◆ 課題 1 ◆
アレルゲンと蕁麻疹についての文章に、次の記述(a)〜(c)が合っているかをそれぞれ「はい」か「いいえ」で答え、決め手となる本文の語句をそのまま引用せよ。
(a) アレルゲンは、ヒトの体を作るタンパクと同じタンパクである。
(b) マスト細胞は、アレルゲンを排除しようとする。
(c) 薬剤の成分がアレルゲンとなるのは、内服した場合だけである。
◆ 課題 2 ◆
アレルゲンと蕁麻疹についての文章を、最後の文の後から書き継いでください。

◆ 提示文 ◆
· · · ·
アレルゲンはヒトの体を作るタンパクとは異なるタンパクであり、体にとって異質のものです。
異質であるがゆえにマスト細胞はこれを排除しようとし、蕁麻疹などのアレルギー反応を起こすわけです。
人によっては食べ物がこの「アレルゲン」になってしまう場合があります。
大人の場合、食物では、
- エビ
- カニ
- イカ
などの甲殻類や、
- 小麦
- 果物類
- サバなどの青魚
- 貝などの魚貝類
- 肉類
などに含まれるタンパクが、アレルゲンとなって蕁麻疹が出ることがあります。
また、抗生物質・アスピリンなどの抗炎症薬などの薬物の内服・注射・外用で、これらの薬剤の何らかの成分が「アレルゲン」となって蕁麻疹が出ることがあります。
· · · ·
◆ データセット ◆
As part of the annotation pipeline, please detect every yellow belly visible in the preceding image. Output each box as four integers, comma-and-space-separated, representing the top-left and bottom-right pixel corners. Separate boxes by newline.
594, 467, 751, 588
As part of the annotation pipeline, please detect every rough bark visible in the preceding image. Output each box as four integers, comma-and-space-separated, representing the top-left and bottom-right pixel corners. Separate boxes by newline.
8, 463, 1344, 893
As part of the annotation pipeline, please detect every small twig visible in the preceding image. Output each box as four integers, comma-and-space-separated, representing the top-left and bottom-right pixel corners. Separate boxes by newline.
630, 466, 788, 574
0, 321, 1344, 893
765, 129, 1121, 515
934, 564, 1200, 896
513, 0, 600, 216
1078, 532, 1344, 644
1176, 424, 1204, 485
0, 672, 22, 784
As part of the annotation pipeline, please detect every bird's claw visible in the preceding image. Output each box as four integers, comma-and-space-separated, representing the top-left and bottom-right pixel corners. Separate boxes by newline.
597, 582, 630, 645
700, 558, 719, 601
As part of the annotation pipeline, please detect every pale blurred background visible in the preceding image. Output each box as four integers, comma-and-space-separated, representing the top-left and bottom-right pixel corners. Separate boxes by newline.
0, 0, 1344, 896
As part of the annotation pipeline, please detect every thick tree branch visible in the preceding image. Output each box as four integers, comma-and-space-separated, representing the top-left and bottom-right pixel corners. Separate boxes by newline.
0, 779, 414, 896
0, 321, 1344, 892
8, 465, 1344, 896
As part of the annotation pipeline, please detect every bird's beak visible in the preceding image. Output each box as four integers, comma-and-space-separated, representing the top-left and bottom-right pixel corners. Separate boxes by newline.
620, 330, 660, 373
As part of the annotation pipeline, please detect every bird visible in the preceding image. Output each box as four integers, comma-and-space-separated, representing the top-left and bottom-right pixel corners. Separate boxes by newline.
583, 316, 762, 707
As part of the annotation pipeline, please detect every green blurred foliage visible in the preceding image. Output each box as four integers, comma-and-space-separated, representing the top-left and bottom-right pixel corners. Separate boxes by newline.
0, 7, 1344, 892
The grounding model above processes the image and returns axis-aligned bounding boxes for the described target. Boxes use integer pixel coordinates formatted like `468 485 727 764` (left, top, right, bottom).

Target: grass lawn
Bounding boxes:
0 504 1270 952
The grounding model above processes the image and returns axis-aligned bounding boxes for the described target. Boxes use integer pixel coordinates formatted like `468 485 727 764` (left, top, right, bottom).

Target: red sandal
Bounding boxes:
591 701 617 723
· · · ·
◆ 最終解答 1 ◆
(a) いいえ。「アレルゲンはヒトの体を作るタンパクとは異なるタンパクであり」
(b) はい。「マスト細胞はこれを排除しようとし」
(c) いいえ。「内服・注射・外用で」

◆ 最終解答 2 ◆
さらに
- 花粉
- ハウスダスト
- ペットの毛
- 綿ぼこり
- カビ
- 細菌
などを吸入し粘膜に付着した場合にも、これらがアレルゲンとなって蕁麻疹が出ることがあります。
- ハチ
- ムカデ
- イソギンチャク
などに刺されたり、
- イラクサ
- ウルシ
- ゴム
などに触れたりしたときも、アレルギー性蕁麻疹が出ることがあります。
こうしたアレルギー反応では、体内のマスト細胞の表面に「免疫グロブリンE」という仲介物質となるタンパクが現れ、これがマスト細胞に付着した状態となります。
そして、この免疫グロブリンEにアレルゲンが付着することでマスト細胞が刺激され、アレルギー反応に至ることがわかっています。
また、アレルギー反応を起こしやすい人は、体内で免疫グロブリンEが増えていることがわかっています。
原因2 食物・薬物(アレルギー反応を介さない蕁麻疹)
原因1で示した、免疫グロブリンEを介したアレルギー反応とは異なる仕組みで、マスト細胞が活性化されることにより起こります。
これは「非アレルギー性蕁麻疹」と呼ばれます。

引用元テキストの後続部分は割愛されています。